• _EXERCISE INSTRUCTIONS_:
Rewrite the listing below, changing "camera-trap tally" to "wildlife survey" everywhere it appears and keeping everything else the same. Leave the pictures out of your answer.

• _RECORD LIST_:
--------

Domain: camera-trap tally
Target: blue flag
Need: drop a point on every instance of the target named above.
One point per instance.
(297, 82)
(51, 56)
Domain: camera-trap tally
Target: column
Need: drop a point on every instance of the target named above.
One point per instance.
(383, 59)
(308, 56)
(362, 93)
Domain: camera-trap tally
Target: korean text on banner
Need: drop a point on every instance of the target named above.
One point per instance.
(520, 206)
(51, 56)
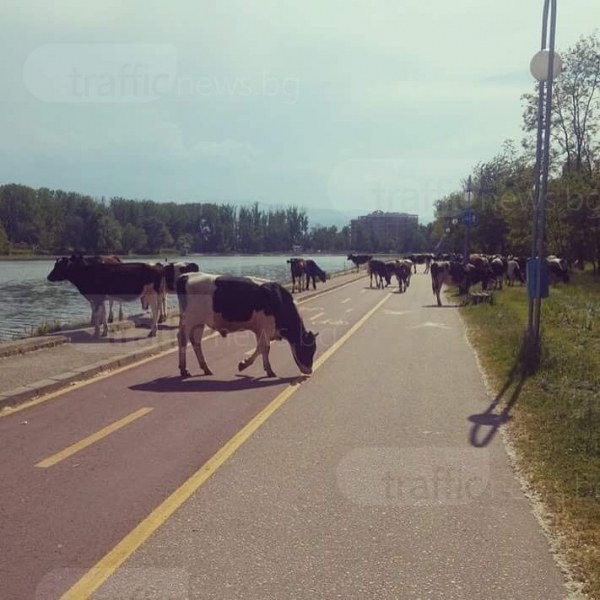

--------

• _RESPONSE_:
Domain: wildlife survey
Target: blue flag
Need: drop a point on every instance of the target named above.
One point per instance.
(297, 82)
(51, 56)
Domain: wildlife survey
Target: column
Need: drop a point on every instance of the target named above.
One point per instance.
(383, 59)
(308, 56)
(362, 93)
Domain: wildlife survey
Target: korean text on banner
Need: drop a point on every instance of the target named above.
One point per instance.
(520, 206)
(51, 56)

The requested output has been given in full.